**What is being asked:**
Reproduce the entries in full. Exclude all images from the copy.

Top of Task data

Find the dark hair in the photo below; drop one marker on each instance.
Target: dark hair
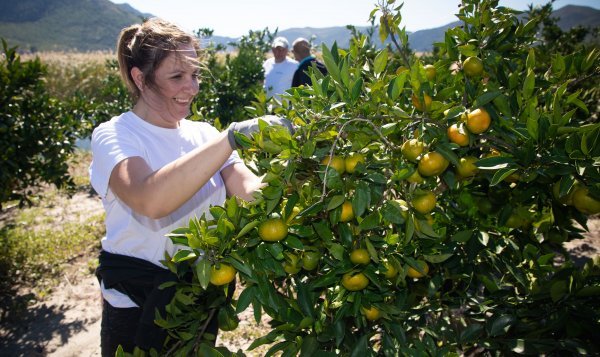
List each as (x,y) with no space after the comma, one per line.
(145,46)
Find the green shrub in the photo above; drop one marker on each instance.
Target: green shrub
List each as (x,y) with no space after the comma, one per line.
(37,132)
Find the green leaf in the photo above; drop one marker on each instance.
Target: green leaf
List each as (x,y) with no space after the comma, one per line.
(371,221)
(372,250)
(501,174)
(247,228)
(558,290)
(361,199)
(245,298)
(396,86)
(335,202)
(203,273)
(485,98)
(337,251)
(309,346)
(356,90)
(293,242)
(494,162)
(239,265)
(380,61)
(437,258)
(330,64)
(529,85)
(501,325)
(530,62)
(183,255)
(471,333)
(462,236)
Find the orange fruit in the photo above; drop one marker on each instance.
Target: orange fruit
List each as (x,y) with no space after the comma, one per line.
(403,208)
(360,256)
(371,313)
(584,202)
(415,177)
(424,202)
(222,275)
(272,230)
(354,282)
(430,72)
(292,263)
(351,161)
(411,149)
(432,164)
(335,162)
(414,273)
(566,199)
(347,212)
(390,271)
(401,70)
(310,258)
(417,102)
(478,121)
(458,134)
(466,166)
(473,66)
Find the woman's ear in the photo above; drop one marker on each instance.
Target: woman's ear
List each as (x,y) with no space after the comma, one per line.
(138,78)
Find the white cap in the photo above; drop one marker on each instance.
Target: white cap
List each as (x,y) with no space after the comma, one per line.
(280,42)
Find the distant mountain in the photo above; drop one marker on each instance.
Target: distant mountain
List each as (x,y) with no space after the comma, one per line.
(82,25)
(423,40)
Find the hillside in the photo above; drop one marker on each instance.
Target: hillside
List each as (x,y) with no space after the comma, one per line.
(84,25)
(81,25)
(423,40)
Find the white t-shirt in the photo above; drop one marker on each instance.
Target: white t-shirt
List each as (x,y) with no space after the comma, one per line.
(278,76)
(130,233)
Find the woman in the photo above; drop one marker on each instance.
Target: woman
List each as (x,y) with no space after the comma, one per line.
(154,171)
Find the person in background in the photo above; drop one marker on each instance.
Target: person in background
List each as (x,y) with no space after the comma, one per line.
(154,170)
(302,52)
(279,69)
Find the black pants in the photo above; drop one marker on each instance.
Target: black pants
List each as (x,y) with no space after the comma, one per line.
(119,326)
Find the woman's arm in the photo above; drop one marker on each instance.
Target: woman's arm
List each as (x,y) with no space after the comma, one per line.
(158,193)
(240,181)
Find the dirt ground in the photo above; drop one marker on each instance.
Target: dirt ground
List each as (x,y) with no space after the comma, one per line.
(67,323)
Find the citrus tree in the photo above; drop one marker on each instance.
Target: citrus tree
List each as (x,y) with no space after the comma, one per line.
(419,208)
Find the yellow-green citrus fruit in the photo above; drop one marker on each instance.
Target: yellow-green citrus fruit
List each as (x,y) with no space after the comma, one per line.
(458,134)
(478,121)
(336,163)
(222,275)
(432,164)
(360,256)
(473,66)
(466,166)
(347,212)
(371,313)
(430,72)
(424,202)
(272,230)
(411,149)
(414,273)
(353,160)
(417,102)
(584,202)
(354,282)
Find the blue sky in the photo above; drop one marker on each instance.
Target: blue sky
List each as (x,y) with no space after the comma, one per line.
(235,18)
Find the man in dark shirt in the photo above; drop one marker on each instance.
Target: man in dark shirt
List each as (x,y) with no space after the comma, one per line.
(301,51)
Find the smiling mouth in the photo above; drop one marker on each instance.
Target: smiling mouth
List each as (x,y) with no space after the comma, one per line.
(182,101)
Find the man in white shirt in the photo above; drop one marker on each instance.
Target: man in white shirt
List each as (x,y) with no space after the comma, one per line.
(279,69)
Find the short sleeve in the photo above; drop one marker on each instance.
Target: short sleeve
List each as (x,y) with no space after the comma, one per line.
(111,143)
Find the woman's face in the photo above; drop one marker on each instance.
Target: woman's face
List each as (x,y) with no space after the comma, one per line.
(176,85)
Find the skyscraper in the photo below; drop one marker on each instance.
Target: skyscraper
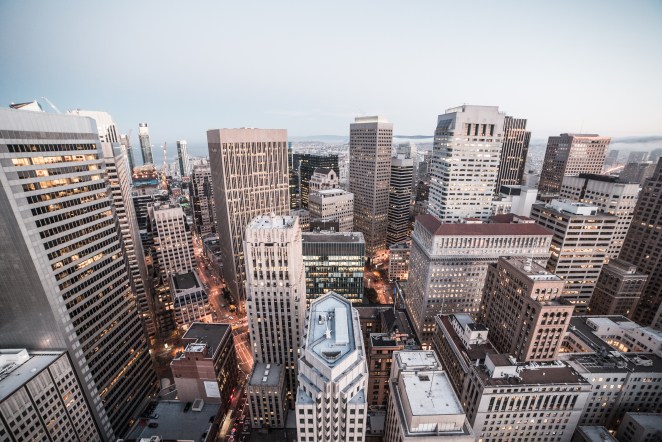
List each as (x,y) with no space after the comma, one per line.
(523,309)
(610,195)
(249,176)
(513,152)
(370,140)
(579,248)
(399,200)
(204,208)
(145,145)
(465,163)
(333,375)
(643,244)
(183,159)
(275,292)
(570,155)
(65,280)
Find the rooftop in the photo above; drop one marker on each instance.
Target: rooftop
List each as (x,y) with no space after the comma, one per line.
(175,424)
(267,375)
(433,225)
(185,281)
(330,331)
(18,366)
(430,393)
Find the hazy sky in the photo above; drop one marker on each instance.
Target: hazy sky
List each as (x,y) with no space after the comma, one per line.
(311,66)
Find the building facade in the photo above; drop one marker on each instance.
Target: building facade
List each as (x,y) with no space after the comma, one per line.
(465,162)
(370,141)
(513,152)
(449,263)
(333,374)
(399,200)
(249,177)
(582,236)
(66,282)
(570,155)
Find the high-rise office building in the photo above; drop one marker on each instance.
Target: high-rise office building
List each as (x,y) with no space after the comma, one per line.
(249,176)
(204,208)
(66,281)
(332,205)
(643,244)
(513,152)
(370,140)
(579,248)
(41,398)
(610,195)
(570,155)
(617,290)
(334,261)
(422,405)
(276,292)
(523,309)
(183,159)
(145,144)
(305,164)
(449,261)
(333,375)
(399,200)
(465,163)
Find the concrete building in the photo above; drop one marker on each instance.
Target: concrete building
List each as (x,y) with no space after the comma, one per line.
(202,201)
(66,282)
(172,240)
(570,155)
(399,200)
(398,262)
(513,152)
(323,179)
(190,301)
(637,172)
(640,427)
(642,249)
(370,141)
(505,399)
(422,405)
(207,369)
(449,263)
(333,375)
(465,163)
(305,165)
(523,307)
(276,292)
(41,398)
(267,396)
(332,205)
(145,144)
(334,261)
(617,290)
(249,177)
(582,235)
(183,159)
(622,376)
(611,196)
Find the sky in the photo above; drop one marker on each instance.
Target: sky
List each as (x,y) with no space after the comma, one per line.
(310,66)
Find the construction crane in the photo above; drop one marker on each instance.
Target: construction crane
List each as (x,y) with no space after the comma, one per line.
(164,182)
(52,105)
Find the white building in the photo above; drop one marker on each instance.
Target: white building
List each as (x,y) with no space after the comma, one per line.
(422,405)
(276,292)
(333,374)
(332,205)
(448,264)
(465,162)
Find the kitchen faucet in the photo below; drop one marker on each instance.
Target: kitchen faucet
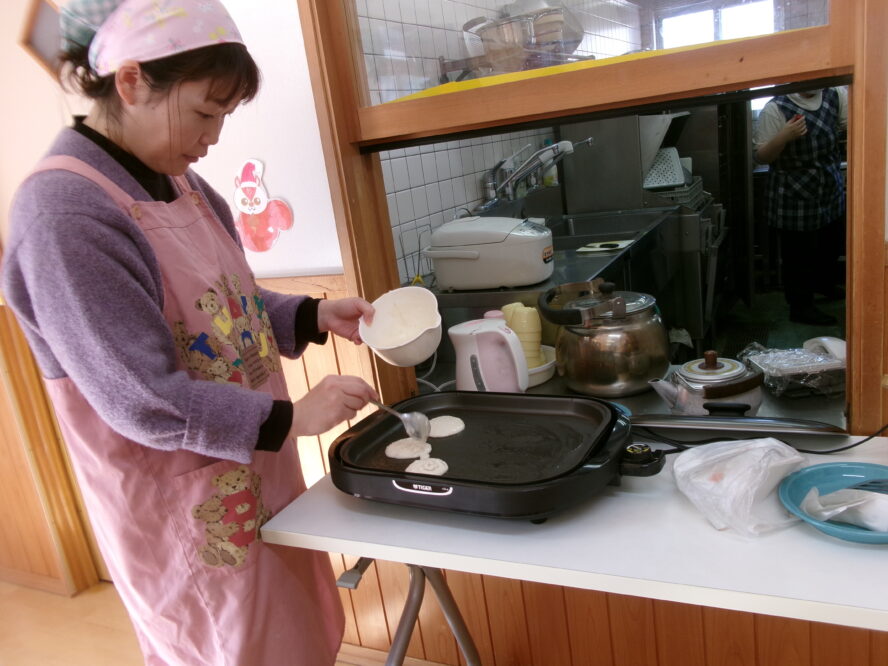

Bottom of Task data

**Output of the exercise:**
Find the dark hair in the photo below; drop one marker on each instance.
Target: dark hair
List each as (x,y) with no space after the comma, one per line.
(145,46)
Find the green shrub in the photo above; drop one marker on each instance.
Target: green shrub
List each as (x,y) with no space after the comma, one per line.
(37,132)
Find the green leaf in the photo above; drop one marker on each instance.
Target: green leaf
List each as (x,y) with no space after the comma, one per line.
(371,221)
(372,250)
(501,174)
(247,228)
(558,290)
(361,199)
(245,298)
(396,86)
(335,202)
(203,273)
(485,98)
(337,251)
(309,346)
(356,90)
(293,242)
(494,162)
(239,265)
(380,61)
(437,258)
(330,64)
(529,85)
(501,325)
(530,62)
(183,255)
(471,333)
(462,236)
Find the orange fruit in the photo above; drop one marker on each instance.
Target: orange fruit
List each as (x,y) with no space after the comma, one per line.
(403,208)
(360,256)
(371,313)
(584,202)
(415,177)
(424,202)
(222,275)
(272,230)
(354,282)
(430,72)
(292,263)
(351,161)
(411,149)
(432,164)
(335,162)
(414,273)
(566,199)
(347,212)
(390,271)
(401,70)
(310,258)
(417,102)
(478,121)
(458,134)
(466,166)
(473,66)
Find the woman's ear in the photo above; drop one marker on each instance.
Target: woman's ear
List each as (x,y) with no space after the comma, one per line.
(138,78)
Find the white cap in the photo above; drop one marker on each instance.
Target: white cap
List each as (x,y) with no space after the comma, one per line.
(280,42)
Find the distant mountain in the photo above; drop one marker on each instance.
Target: distant mountain
List each as (x,y) with no space after the comma, one per line.
(82,25)
(423,40)
Find the hillside in the photo above; drop one marker on each instance.
Target: hillside
List each as (x,y) with no space after the comma, one per line.
(84,25)
(81,25)
(423,40)
Find the white t-shirt in the photo above; drop one marker on each instance.
Target: white t-shirt
List each as (x,y) with no space after the comma, one per line.
(278,76)
(130,233)
Find the woman in the photo above; drop one marker on each instance.
Target: woman
List each as (x,y) with no space after the comma, one per line.
(154,171)
Find the person in background in the photo above; drop one marker on each instance.
Target: person in background
List each as (x,y) with no space after the comma, one per line.
(154,170)
(302,52)
(279,69)
Find the black pants in the photo above; drop one marker on each instance.
Target: black pants
List each as (x,y) with no space after the comma, one per line.
(119,326)
Find the woman's arm in the photo above; drop one marker on each instance.
Target: woman's arm
List each as (x,y) with no space after the comma, one per line.
(158,193)
(240,181)
Find the dirt ground in the photo above; drop one marker on each instance.
Target: dirt ground
List each as (x,y) with no space after the comma, one per line.
(67,323)
Find the citrus tree in the photo above; drop one marker on each instance.
Target: citrus tree
List each as (x,y) with no space after the comma, one per line.
(419,208)
Find the yellow-green citrus fruit in the photo above; drop one marker on each instance.
Target: yellow-green citrus fruit
List each as (x,y) with no space after the comma, one per line.
(458,134)
(478,121)
(336,163)
(222,275)
(432,164)
(360,256)
(473,66)
(466,166)
(347,212)
(371,313)
(430,72)
(424,202)
(272,230)
(411,149)
(414,273)
(353,160)
(417,102)
(584,202)
(354,282)
Find the blue sky in the photo above; drop one marker on each instance.
Target: blue sky
List each as (x,y) with no space after the comma, one per line.
(235,18)
Find the man in dark shirt in the photo above; drop one marker on each instance.
Target: man in dark shirt
List each as (x,y) with no space after the comma, one per line.
(301,51)
Find the smiling mouth in the photo above; drop one marker on each instance.
Target: smiling mouth
List each as (x,y) with no space after the comma, one per line.
(182,101)
Find the man in white shirt in the photo above; drop one marker on each instance.
Target: man in white shirt
List each as (x,y) with no space after the comma, one per line.
(279,69)
Find the short sleeve in the photo above; drop one marker on each instance.
Target: short sleeve
List each as (x,y) with no space after the comma, one per line.
(111,143)
Find the woman's face in the photo above; drop one marker on each instance.
Target: woman's face
List each as (x,y) with no space after the comma, one per line.
(176,85)
Find the skyscraper in the photo below; drop one marker on each instance.
Target: skyscraper
List each as (x,y) with no space after the comma, one per line.
(523,309)
(610,195)
(249,176)
(513,152)
(370,140)
(579,248)
(399,200)
(204,208)
(145,145)
(465,163)
(333,375)
(643,244)
(183,159)
(275,292)
(570,155)
(65,280)
Find the rooftop in the photo above; drop one marker on each instance.
Target: rooftop
List each as (x,y) with no space after the comma, one per line.
(175,424)
(267,375)
(433,225)
(185,281)
(330,331)
(18,366)
(430,393)
Find the hazy sky in the photo above; drop one marker on each instance.
Target: hazy sky
List each as (x,y) with no space after the comma, one per line.
(311,66)
Find the building facade in the photo above; drop one marker on each instance.
Target: building facade
List each as (x,y) with no space after the comma, one per line.
(465,162)
(370,141)
(513,152)
(449,263)
(333,374)
(399,200)
(249,177)
(582,236)
(66,282)
(570,155)
Find the high-rise office building in the photo above; drop one marker on each instance.
Target: high-rise office building
List each as (x,y) with no space after the comma, one per line.
(249,176)
(204,208)
(66,281)
(332,205)
(643,244)
(513,152)
(370,140)
(579,248)
(41,398)
(610,195)
(570,155)
(617,290)
(334,261)
(422,405)
(276,292)
(523,309)
(183,159)
(145,144)
(305,164)
(449,261)
(333,375)
(399,200)
(465,163)
Find the concrete building in the photo above; drop one marker on each instance.
Target: concrete building
List each as (x,y) with no space after the comma, one per line.
(202,201)
(66,282)
(172,240)
(570,155)
(399,200)
(398,262)
(513,152)
(323,179)
(190,301)
(637,172)
(640,427)
(642,249)
(370,141)
(505,399)
(422,405)
(207,369)
(449,263)
(333,375)
(465,163)
(305,165)
(523,307)
(276,292)
(41,398)
(267,396)
(332,205)
(145,144)
(334,261)
(617,290)
(249,177)
(582,235)
(183,159)
(622,376)
(611,196)
Find the sky in the photo above; drop one marker on each instance.
Target: sky
List each as (x,y) with no space after the comma, one per line.
(310,66)
Find the construction crane in the photo above; drop one marker on each instance.
Target: construction crane
List each as (x,y) with no space after the comma, one per line.
(164,182)
(52,105)
Find the white building in the photo above; drop one marker on each instance.
Target: white building
List each as (x,y) with no space after the comma, one per line.
(422,405)
(276,292)
(333,374)
(332,205)
(448,264)
(465,162)
Find the kitchen faucet in the photo below; drop one marker on each instance.
Target: kitchen faucet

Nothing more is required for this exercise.